— Task —
Rewrite the lines as a numbered list, from the line with "bib 132, each" to the line with "M432 240L439 256L448", leaving out any blank lines.

— Annotation dataset entries —

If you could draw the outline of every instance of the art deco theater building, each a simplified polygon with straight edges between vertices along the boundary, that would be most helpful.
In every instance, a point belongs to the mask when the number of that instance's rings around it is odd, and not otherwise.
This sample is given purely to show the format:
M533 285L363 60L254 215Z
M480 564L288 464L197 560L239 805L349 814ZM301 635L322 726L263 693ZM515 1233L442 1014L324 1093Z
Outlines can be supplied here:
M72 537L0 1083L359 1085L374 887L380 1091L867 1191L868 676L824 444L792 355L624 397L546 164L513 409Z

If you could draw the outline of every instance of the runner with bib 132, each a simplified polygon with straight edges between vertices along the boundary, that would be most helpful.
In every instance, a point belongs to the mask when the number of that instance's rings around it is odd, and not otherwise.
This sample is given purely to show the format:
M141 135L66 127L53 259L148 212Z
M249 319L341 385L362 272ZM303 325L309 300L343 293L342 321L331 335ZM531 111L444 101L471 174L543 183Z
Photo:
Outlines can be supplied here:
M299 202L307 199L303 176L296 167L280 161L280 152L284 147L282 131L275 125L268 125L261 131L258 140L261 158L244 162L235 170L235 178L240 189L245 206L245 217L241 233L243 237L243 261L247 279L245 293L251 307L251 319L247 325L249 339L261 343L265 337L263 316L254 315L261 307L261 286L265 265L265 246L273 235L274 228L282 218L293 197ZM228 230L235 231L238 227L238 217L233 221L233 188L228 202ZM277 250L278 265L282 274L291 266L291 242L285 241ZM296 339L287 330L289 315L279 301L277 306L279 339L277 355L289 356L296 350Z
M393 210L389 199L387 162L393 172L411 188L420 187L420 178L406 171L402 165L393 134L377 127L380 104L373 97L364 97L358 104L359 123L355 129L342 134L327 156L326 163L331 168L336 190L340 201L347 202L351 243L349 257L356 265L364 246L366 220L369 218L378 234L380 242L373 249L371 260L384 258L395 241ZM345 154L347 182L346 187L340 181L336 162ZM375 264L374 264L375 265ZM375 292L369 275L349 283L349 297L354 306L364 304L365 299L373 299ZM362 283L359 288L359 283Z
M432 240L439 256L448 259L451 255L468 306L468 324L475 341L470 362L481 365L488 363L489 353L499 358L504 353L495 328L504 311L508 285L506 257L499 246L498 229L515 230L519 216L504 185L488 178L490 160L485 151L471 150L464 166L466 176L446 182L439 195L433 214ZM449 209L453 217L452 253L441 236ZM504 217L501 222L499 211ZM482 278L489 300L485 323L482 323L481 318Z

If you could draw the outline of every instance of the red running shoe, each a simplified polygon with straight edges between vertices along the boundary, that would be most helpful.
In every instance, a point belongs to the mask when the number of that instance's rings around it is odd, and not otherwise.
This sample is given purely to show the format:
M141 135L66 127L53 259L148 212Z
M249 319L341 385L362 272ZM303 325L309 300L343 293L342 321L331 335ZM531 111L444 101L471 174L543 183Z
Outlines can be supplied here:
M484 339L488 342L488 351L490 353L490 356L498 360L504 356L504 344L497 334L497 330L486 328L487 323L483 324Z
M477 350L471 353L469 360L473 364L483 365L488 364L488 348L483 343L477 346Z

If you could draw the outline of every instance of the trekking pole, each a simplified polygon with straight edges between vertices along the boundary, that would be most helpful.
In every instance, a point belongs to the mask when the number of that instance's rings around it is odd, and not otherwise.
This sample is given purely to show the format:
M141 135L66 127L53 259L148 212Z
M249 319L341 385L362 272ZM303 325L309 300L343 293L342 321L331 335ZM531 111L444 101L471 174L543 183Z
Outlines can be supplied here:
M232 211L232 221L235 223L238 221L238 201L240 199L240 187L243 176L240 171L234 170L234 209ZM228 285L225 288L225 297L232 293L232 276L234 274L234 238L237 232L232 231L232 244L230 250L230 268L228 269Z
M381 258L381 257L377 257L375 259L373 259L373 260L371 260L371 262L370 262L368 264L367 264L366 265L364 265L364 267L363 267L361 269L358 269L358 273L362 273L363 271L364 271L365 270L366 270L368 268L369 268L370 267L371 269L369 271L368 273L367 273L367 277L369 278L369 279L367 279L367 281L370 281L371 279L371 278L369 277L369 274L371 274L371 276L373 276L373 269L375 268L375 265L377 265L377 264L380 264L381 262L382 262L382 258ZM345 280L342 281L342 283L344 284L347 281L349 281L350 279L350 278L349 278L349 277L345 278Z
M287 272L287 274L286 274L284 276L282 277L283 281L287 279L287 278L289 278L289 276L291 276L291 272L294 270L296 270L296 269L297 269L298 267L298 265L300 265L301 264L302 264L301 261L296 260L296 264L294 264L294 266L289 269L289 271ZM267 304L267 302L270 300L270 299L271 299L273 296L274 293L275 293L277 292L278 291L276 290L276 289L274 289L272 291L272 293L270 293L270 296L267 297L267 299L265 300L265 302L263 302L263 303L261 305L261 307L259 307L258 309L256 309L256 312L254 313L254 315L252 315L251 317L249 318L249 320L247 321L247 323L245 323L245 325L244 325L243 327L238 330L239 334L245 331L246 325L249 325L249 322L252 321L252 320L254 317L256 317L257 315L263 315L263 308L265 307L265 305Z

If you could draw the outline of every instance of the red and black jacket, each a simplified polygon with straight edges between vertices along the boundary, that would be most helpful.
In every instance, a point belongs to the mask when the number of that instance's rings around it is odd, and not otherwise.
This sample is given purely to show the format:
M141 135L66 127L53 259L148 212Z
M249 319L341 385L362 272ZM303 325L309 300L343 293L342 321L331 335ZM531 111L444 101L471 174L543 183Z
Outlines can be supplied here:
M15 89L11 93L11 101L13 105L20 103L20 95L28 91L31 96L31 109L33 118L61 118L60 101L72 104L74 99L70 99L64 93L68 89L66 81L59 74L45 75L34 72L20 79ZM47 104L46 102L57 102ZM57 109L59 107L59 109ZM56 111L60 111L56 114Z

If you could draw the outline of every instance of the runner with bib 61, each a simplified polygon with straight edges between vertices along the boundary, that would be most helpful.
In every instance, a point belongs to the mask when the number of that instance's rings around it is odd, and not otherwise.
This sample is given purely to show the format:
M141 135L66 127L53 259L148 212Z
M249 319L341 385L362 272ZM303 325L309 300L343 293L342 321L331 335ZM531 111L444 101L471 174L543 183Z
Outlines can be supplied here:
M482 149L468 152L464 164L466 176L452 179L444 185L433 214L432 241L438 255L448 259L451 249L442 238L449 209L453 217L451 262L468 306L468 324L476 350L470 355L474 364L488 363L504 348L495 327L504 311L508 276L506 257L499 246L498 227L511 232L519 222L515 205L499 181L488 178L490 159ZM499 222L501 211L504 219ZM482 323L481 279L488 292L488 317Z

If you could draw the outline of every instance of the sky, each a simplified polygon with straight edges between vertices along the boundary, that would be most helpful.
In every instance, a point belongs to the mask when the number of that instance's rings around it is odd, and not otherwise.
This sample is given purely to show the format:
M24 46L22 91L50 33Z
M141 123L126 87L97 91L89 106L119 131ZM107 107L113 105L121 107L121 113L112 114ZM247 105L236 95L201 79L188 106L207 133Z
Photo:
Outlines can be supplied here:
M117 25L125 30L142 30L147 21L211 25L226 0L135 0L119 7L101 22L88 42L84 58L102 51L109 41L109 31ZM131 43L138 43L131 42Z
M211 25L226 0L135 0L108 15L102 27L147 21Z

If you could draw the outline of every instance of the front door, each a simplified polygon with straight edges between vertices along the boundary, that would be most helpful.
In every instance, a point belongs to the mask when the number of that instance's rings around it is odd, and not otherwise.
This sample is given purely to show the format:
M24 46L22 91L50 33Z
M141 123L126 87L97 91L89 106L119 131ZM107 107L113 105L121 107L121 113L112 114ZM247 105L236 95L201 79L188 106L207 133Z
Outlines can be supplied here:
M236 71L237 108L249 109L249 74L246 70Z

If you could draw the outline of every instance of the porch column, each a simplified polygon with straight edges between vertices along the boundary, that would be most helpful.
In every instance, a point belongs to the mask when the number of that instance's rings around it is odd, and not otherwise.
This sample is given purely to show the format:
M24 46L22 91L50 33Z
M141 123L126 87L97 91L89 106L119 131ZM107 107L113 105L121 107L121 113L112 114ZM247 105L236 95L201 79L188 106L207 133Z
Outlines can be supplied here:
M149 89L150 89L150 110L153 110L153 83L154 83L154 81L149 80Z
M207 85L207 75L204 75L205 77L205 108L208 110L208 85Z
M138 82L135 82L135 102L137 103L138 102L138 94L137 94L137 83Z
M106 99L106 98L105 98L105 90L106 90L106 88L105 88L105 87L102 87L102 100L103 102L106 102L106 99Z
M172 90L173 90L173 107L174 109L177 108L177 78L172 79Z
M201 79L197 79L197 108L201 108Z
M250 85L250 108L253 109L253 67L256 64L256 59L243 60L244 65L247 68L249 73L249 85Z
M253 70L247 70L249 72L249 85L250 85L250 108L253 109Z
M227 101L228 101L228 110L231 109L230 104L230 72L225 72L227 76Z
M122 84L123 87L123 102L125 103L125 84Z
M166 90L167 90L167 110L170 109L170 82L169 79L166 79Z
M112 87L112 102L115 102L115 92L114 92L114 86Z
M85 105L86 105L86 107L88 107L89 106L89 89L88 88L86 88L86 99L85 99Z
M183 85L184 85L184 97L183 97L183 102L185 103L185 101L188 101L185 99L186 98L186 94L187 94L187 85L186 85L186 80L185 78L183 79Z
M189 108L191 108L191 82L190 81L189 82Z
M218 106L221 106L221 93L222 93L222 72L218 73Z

— Solution to the exercise —
1. If you could draw the outline of every instance of the runner with bib 132, each a simplified polygon with straight edges between vertices along the boundary, that would be most helpful.
2. In every instance, a point belongs to the mask when the number of that instance's rings around it is odd, and not otherwise.
3. This sample is given purely to show the format:
4. M141 135L66 127L53 259L148 212Z
5. M249 319L341 385L362 272ZM303 325L309 300L343 293L342 321L331 335ZM531 111L444 101L471 174L543 183Z
6. Photo:
7. Outlines can be supplied here:
8. M299 202L307 199L303 176L296 167L280 161L280 152L284 147L282 131L275 125L268 125L261 131L258 140L261 158L244 162L235 170L235 178L240 189L245 206L245 217L241 233L243 237L243 261L247 279L245 293L251 307L251 319L247 325L249 339L261 343L265 337L263 316L254 315L261 307L261 286L265 265L265 246L273 235L274 228L282 218L293 197ZM228 230L235 231L238 227L238 217L233 221L233 188L228 202ZM277 250L278 265L282 274L291 266L291 242L285 241ZM296 339L287 330L289 315L279 301L277 306L279 339L277 355L289 356L296 350Z
9. M393 210L389 199L387 162L393 172L411 188L420 187L420 178L406 171L402 165L393 134L377 127L380 104L373 97L364 97L358 104L359 123L355 129L342 134L327 156L326 163L331 168L336 190L340 201L347 202L351 243L349 257L356 265L364 246L366 220L369 218L378 234L380 242L373 249L371 260L384 258L395 241ZM345 154L347 182L346 187L340 181L336 162ZM375 264L374 264L375 265ZM375 292L369 275L349 283L349 297L354 306L364 304L365 299L373 299ZM362 283L359 288L359 283Z
10. M432 240L439 256L448 259L451 255L468 306L468 324L475 341L470 362L481 365L488 363L489 353L499 358L504 353L495 328L504 311L508 285L506 257L499 246L498 229L515 230L519 216L504 185L488 178L490 160L485 151L471 150L464 166L466 176L446 182L439 195L433 214ZM449 209L453 217L452 253L441 236ZM504 217L501 222L499 211ZM482 278L489 300L485 323L482 323L481 318Z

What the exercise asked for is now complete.